Stored data:

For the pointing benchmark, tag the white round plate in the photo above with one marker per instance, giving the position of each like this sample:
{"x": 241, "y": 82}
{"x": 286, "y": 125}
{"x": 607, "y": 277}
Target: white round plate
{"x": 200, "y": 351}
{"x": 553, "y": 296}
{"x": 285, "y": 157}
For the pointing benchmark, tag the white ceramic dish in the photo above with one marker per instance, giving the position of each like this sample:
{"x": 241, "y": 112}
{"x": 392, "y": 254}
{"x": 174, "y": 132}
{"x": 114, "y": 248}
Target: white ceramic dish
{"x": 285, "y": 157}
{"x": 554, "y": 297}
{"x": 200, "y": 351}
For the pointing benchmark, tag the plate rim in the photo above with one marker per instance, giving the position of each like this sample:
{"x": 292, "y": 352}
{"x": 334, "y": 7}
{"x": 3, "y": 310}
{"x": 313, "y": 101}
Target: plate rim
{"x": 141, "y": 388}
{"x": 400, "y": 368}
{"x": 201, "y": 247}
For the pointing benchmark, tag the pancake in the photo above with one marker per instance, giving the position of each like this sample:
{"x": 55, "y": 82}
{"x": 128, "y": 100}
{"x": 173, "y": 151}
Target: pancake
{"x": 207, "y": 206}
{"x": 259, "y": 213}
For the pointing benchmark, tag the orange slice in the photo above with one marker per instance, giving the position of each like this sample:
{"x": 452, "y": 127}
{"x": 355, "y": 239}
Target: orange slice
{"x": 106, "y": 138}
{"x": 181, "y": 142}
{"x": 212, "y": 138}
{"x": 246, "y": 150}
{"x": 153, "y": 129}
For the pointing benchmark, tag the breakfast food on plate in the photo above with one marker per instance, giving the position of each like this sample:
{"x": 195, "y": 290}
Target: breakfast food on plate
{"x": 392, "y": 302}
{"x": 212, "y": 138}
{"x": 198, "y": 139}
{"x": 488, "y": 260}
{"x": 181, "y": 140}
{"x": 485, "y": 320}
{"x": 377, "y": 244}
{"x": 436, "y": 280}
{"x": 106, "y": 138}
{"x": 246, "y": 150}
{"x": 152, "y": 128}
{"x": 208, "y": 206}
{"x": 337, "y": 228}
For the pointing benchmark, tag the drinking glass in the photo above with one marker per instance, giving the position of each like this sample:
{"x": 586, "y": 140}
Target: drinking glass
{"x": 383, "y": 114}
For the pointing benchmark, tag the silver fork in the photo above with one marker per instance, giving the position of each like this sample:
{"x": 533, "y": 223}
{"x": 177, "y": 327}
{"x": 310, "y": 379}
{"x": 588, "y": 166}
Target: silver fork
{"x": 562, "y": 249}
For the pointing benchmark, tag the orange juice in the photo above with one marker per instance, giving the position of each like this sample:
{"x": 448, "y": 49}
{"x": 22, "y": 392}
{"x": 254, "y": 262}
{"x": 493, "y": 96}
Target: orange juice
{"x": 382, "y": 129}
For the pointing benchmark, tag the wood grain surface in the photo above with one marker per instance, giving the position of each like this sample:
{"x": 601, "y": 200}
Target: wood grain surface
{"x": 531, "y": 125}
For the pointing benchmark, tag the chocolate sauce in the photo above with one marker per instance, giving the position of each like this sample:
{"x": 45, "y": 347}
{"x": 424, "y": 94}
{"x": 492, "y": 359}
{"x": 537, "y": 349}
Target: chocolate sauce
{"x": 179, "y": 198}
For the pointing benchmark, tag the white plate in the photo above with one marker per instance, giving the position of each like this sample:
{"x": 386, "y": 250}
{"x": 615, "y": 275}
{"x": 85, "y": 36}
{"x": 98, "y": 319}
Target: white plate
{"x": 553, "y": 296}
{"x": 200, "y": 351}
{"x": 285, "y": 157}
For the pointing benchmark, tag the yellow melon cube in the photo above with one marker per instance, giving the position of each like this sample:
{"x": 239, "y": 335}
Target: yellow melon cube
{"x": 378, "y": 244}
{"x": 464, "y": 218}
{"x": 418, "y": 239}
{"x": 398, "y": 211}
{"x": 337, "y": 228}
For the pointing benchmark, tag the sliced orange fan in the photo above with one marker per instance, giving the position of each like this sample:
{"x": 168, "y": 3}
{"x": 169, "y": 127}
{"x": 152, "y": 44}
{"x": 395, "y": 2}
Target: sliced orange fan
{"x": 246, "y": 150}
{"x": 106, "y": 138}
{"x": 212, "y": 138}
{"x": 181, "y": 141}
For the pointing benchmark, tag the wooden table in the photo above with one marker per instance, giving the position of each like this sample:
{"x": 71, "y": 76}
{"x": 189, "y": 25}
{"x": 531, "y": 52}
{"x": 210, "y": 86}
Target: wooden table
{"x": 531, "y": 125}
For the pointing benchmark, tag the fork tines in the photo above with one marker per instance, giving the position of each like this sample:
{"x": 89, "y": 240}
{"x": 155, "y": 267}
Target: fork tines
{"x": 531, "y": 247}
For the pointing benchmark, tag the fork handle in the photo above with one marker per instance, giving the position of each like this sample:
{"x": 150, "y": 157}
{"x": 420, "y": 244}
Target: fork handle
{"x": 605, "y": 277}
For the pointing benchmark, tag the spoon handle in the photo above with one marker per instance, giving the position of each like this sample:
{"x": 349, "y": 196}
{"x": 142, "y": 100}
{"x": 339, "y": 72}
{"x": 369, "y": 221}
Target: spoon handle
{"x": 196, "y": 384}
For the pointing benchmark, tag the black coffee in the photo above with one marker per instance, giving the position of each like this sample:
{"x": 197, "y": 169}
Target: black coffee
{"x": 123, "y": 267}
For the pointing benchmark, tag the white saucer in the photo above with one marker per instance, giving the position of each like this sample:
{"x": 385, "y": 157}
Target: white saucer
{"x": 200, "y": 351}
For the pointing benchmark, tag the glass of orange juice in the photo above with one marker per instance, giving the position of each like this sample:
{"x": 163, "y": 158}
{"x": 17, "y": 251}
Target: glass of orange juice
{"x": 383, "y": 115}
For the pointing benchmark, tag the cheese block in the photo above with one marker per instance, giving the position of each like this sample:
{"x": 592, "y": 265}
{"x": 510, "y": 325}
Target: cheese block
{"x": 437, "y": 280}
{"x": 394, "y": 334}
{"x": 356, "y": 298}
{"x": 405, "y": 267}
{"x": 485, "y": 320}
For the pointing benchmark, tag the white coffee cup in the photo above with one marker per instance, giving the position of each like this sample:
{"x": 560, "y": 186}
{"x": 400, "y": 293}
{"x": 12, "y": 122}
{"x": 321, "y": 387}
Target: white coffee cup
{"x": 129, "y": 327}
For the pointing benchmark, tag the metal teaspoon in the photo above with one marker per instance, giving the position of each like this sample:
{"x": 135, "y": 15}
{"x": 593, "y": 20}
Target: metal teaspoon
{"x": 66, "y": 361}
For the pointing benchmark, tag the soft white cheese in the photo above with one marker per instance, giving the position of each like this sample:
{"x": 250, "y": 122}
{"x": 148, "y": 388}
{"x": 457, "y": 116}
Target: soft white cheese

Goal of the exercise - Output the listing above word for word.

Answer to this exercise -
For the pointing benchmark, tag the white round plate in the photo above with one marker per instance, giving the position of each like this sample:
{"x": 241, "y": 82}
{"x": 286, "y": 125}
{"x": 607, "y": 277}
Target: white round plate
{"x": 200, "y": 351}
{"x": 553, "y": 296}
{"x": 285, "y": 157}
For the pointing benchmark, tag the white ceramic dish in the photo above with one marker per instance, giving the position of each like this sample:
{"x": 241, "y": 112}
{"x": 392, "y": 254}
{"x": 174, "y": 132}
{"x": 114, "y": 248}
Target: white ceramic dish
{"x": 285, "y": 157}
{"x": 554, "y": 297}
{"x": 200, "y": 351}
For the pointing benchmark, tag the plate rim in the photo above with one marker per instance, giving the position of each like this sample:
{"x": 292, "y": 352}
{"x": 334, "y": 7}
{"x": 3, "y": 310}
{"x": 313, "y": 101}
Target: plate rim
{"x": 141, "y": 388}
{"x": 400, "y": 368}
{"x": 201, "y": 247}
For the pointing benchmark, tag the pancake in the photo above with one marker per instance, giving the position of each like this sample:
{"x": 55, "y": 82}
{"x": 128, "y": 100}
{"x": 173, "y": 151}
Target: pancake
{"x": 207, "y": 206}
{"x": 259, "y": 213}
For the pointing benchmark, tag the orange slice in the photo above with one marker per instance, giving the position of each like this sample:
{"x": 452, "y": 127}
{"x": 355, "y": 239}
Target: orange slice
{"x": 106, "y": 138}
{"x": 181, "y": 142}
{"x": 212, "y": 138}
{"x": 246, "y": 150}
{"x": 153, "y": 129}
For the pointing benchmark, tag the breakfast food on plate in the photo above with one marker per instance, giving the position of each like this sample:
{"x": 195, "y": 290}
Target: breakfast food on plate
{"x": 392, "y": 302}
{"x": 212, "y": 138}
{"x": 198, "y": 139}
{"x": 488, "y": 260}
{"x": 181, "y": 140}
{"x": 485, "y": 320}
{"x": 377, "y": 244}
{"x": 436, "y": 280}
{"x": 106, "y": 138}
{"x": 246, "y": 150}
{"x": 152, "y": 128}
{"x": 208, "y": 206}
{"x": 337, "y": 228}
For the pointing benchmark, tag the drinking glass in the photo above with one marker per instance, giving the position of each like this sample:
{"x": 586, "y": 140}
Target: drinking glass
{"x": 383, "y": 114}
For the pointing benchmark, tag the silver fork in the photo above with one marker per instance, giving the position of each like this sample:
{"x": 533, "y": 223}
{"x": 177, "y": 327}
{"x": 310, "y": 379}
{"x": 588, "y": 166}
Target: silver fork
{"x": 562, "y": 249}
For the pointing benchmark, tag the orange juice in the photo above with one marker per instance, giving the position of each like this sample:
{"x": 448, "y": 49}
{"x": 22, "y": 392}
{"x": 254, "y": 262}
{"x": 493, "y": 96}
Target: orange juice
{"x": 382, "y": 129}
For the pointing benchmark, tag the wood grain surface in the photo above with one marker per instance, giving the position of each like this sample:
{"x": 601, "y": 200}
Target: wood grain surface
{"x": 531, "y": 125}
For the pointing benchmark, tag the chocolate sauce in the photo above with one marker per instance, giving the position of each like this sample:
{"x": 45, "y": 347}
{"x": 424, "y": 94}
{"x": 492, "y": 359}
{"x": 537, "y": 349}
Target: chocolate sauce
{"x": 179, "y": 198}
For the pointing benchmark, tag the white plate in the photo above with one marker per instance, giving the position of each like this sample:
{"x": 386, "y": 250}
{"x": 615, "y": 275}
{"x": 85, "y": 36}
{"x": 98, "y": 319}
Target: white plate
{"x": 553, "y": 296}
{"x": 200, "y": 351}
{"x": 285, "y": 157}
For the pointing benchmark, tag the yellow melon cube in the photo above with one marker per instance, giving the position of each like this sample:
{"x": 239, "y": 335}
Target: yellow melon cube
{"x": 378, "y": 244}
{"x": 464, "y": 218}
{"x": 418, "y": 239}
{"x": 398, "y": 211}
{"x": 337, "y": 228}
For the pointing benchmark, tag the sliced orange fan in the photo above with one marker per instance, giving the position of each like this sample:
{"x": 168, "y": 3}
{"x": 169, "y": 127}
{"x": 152, "y": 44}
{"x": 395, "y": 2}
Target: sliced orange fan
{"x": 246, "y": 150}
{"x": 106, "y": 138}
{"x": 212, "y": 138}
{"x": 181, "y": 141}
For the pointing benchmark, tag the wooden table in the photo above with one marker per instance, giving the position of each like this sample:
{"x": 71, "y": 76}
{"x": 189, "y": 25}
{"x": 531, "y": 52}
{"x": 210, "y": 86}
Target: wooden table
{"x": 531, "y": 125}
For the pointing benchmark, tag the fork tines in the photo above with one marker per instance, giving the position of each like this sample:
{"x": 89, "y": 240}
{"x": 155, "y": 267}
Target: fork tines
{"x": 531, "y": 247}
For the pointing benchmark, tag the fork handle in the photo above with one marker per instance, giving the position of each like this sample:
{"x": 150, "y": 157}
{"x": 420, "y": 244}
Target: fork handle
{"x": 605, "y": 277}
For the pointing benchmark, tag the spoon handle in the photo above with one marker per instance, giving the position of each like this sample:
{"x": 349, "y": 196}
{"x": 142, "y": 100}
{"x": 339, "y": 72}
{"x": 369, "y": 221}
Target: spoon handle
{"x": 196, "y": 384}
For the pointing benchmark, tag the black coffee in the photo above with one marker per instance, giving the position of each like this sample:
{"x": 197, "y": 169}
Target: black coffee
{"x": 123, "y": 267}
For the pointing benchmark, tag the white saucer in the photo above with one marker per instance, giving the position of each like this sample:
{"x": 385, "y": 157}
Target: white saucer
{"x": 200, "y": 351}
For the pointing benchmark, tag the glass of orange juice in the photo above with one marker per instance, giving the position of each like this sample:
{"x": 163, "y": 158}
{"x": 17, "y": 251}
Target: glass of orange juice
{"x": 383, "y": 115}
For the pointing benchmark, tag the cheese block in the photo above with one marker per instance, giving the position of each like this sample:
{"x": 592, "y": 265}
{"x": 510, "y": 325}
Target: cheese block
{"x": 437, "y": 280}
{"x": 394, "y": 334}
{"x": 356, "y": 298}
{"x": 405, "y": 267}
{"x": 485, "y": 320}
For the pointing benchmark, tag the white coffee cup in the photo above with one marker per instance, giving the position of each like this sample:
{"x": 560, "y": 186}
{"x": 400, "y": 293}
{"x": 12, "y": 122}
{"x": 321, "y": 387}
Target: white coffee cup
{"x": 129, "y": 327}
For the pointing benchmark, tag the metal teaspoon in the photo above with one marker per instance, giving the position of each like this sample:
{"x": 135, "y": 15}
{"x": 593, "y": 20}
Target: metal teaspoon
{"x": 66, "y": 361}
For the pointing benchmark, tag the soft white cheese in the photo above with one marker per instance, giving the position of each like this sample:
{"x": 250, "y": 122}
{"x": 148, "y": 388}
{"x": 457, "y": 116}
Target: soft white cheese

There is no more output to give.